Pointing and labeling entries:
- - - - - - -

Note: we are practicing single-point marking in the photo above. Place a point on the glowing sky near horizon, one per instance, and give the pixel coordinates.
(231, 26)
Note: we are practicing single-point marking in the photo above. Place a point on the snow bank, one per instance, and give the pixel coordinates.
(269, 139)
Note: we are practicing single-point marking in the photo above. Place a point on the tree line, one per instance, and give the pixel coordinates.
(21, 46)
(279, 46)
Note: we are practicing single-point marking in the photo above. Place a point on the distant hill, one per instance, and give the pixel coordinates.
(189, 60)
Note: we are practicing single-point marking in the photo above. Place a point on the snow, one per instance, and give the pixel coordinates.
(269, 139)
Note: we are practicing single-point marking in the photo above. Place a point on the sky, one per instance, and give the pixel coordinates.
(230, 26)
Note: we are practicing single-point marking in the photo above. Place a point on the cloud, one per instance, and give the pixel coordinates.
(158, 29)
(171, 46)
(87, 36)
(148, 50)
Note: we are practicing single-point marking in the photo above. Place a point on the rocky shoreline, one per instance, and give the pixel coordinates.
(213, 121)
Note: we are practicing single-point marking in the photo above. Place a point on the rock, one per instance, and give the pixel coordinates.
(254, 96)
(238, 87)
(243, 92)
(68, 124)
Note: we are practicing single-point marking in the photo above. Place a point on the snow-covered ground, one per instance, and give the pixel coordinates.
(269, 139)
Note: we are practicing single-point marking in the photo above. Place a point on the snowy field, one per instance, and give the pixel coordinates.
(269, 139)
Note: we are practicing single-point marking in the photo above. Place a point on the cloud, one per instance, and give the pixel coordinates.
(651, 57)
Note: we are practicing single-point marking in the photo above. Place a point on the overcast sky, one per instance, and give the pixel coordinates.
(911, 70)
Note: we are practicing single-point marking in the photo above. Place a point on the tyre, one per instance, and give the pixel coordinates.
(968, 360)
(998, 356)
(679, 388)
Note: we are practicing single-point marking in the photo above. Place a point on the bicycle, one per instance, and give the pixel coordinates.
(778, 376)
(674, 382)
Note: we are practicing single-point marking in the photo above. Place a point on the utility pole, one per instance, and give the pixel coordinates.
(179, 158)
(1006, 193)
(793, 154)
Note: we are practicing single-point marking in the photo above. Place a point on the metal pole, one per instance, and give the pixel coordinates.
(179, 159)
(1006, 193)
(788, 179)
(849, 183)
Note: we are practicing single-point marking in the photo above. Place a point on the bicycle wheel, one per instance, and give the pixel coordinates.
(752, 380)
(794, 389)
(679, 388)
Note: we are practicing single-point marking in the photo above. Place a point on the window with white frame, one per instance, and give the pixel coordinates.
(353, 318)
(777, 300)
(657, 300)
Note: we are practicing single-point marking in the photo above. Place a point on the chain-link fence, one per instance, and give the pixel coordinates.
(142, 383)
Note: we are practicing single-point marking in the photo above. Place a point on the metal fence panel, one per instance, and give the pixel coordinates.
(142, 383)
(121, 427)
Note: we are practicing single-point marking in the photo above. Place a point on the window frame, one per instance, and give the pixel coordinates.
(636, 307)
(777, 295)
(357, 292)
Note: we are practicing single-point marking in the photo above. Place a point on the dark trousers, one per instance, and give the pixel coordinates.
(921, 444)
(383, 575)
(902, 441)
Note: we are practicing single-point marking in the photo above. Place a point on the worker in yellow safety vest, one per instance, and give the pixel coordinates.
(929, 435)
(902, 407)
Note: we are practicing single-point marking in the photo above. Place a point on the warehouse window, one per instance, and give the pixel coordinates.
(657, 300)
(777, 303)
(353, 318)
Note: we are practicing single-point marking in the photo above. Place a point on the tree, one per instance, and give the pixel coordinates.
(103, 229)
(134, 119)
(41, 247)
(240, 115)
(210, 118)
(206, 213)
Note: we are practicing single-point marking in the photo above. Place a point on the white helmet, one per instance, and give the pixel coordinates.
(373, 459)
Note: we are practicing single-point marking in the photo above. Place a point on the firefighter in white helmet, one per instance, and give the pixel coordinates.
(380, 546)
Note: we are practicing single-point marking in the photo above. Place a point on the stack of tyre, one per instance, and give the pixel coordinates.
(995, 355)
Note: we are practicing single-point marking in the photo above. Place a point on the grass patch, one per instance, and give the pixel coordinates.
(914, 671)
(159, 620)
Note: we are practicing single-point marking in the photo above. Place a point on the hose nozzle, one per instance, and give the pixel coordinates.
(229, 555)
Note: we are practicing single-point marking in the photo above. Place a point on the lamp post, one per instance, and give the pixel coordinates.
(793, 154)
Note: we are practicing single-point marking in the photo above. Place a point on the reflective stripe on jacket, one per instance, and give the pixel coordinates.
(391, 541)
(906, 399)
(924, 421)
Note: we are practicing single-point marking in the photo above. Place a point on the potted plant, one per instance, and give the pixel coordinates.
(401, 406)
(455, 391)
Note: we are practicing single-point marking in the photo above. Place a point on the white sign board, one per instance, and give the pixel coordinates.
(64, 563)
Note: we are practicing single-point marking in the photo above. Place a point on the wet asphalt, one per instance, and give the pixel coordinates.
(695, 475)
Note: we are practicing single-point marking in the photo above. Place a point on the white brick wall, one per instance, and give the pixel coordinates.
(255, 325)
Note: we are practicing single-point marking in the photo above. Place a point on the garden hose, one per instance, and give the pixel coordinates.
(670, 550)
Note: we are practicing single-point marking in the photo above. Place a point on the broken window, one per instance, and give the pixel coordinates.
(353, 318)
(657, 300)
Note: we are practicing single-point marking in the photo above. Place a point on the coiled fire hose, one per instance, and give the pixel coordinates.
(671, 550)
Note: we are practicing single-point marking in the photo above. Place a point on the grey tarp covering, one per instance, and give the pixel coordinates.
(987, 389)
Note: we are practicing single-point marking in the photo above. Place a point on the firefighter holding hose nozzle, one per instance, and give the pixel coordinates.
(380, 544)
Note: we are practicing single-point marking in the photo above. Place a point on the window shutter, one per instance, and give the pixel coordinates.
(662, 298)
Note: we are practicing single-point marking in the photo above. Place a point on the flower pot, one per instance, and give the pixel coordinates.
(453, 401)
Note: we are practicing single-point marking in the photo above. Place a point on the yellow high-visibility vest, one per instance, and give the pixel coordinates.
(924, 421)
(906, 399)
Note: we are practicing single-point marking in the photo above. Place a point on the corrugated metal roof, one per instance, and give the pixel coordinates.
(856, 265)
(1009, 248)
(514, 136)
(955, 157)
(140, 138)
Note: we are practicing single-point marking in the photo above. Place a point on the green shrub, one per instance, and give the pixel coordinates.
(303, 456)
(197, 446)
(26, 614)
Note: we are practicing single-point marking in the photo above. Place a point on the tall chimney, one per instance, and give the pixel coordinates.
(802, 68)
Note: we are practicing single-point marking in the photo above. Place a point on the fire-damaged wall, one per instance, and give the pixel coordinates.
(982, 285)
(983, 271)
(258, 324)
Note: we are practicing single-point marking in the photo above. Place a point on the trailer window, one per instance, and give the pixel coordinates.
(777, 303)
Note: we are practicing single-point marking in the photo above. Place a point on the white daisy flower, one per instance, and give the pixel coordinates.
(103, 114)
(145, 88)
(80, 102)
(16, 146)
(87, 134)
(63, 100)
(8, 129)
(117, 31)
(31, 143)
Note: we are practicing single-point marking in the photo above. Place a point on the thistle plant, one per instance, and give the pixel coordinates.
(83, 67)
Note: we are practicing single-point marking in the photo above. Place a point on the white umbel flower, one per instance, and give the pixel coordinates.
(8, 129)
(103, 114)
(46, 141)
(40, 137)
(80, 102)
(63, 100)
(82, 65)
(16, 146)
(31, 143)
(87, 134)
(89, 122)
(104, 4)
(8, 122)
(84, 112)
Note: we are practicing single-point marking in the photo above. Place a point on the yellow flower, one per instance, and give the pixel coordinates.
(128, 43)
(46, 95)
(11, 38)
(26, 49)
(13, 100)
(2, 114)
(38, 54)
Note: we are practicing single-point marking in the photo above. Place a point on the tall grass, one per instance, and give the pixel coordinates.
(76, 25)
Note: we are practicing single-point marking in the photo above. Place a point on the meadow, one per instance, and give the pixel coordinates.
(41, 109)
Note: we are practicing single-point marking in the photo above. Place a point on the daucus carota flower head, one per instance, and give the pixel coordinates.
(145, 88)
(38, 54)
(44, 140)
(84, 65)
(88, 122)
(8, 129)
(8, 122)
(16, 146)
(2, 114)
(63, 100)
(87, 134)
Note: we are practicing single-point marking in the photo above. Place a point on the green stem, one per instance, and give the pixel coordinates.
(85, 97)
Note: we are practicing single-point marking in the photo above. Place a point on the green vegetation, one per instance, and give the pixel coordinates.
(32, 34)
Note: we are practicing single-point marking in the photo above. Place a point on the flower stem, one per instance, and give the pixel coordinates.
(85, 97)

- - - - - - -

Extract, verbatim, the lines from the one containing "yellow flower, one" through the last line of the listing above.

§ **Solution for this problem**:
Note: we are practicing single-point marking in the photo above. Place a point on the yellow flower, one per instance, and give the pixel coordinates.
(128, 43)
(46, 95)
(11, 38)
(26, 49)
(13, 100)
(2, 114)
(38, 54)
Note: we are practicing single-point marking in the photo above. Place a point on the tall grass, one per instance, and give the pixel coordinates.
(76, 25)
Note: we are practicing single-point marking in the photo above. Place a point on the meadow, one per instance, and give the pixel coordinates.
(41, 109)
Note: we are practicing single-point marking in the photo above. Place a point on the daucus carota flower head, one per instance, and give the pixel coordinates.
(145, 88)
(38, 54)
(44, 140)
(84, 65)
(88, 122)
(8, 129)
(8, 122)
(16, 146)
(2, 114)
(63, 100)
(87, 134)
Note: we are practicing single-point marking in the photo above. Place a point on the green stem, one per instance, and give the pixel coordinates.
(85, 97)
Note: we are practicing single-point marking in the photo above. Place a point on the green vegetation, one per instance, and give the pixel coordinates.
(32, 34)
Note: we are practicing single-point marking in the photo above. Place a point on the flower stem, one per instance, and give the pixel coordinates.
(85, 97)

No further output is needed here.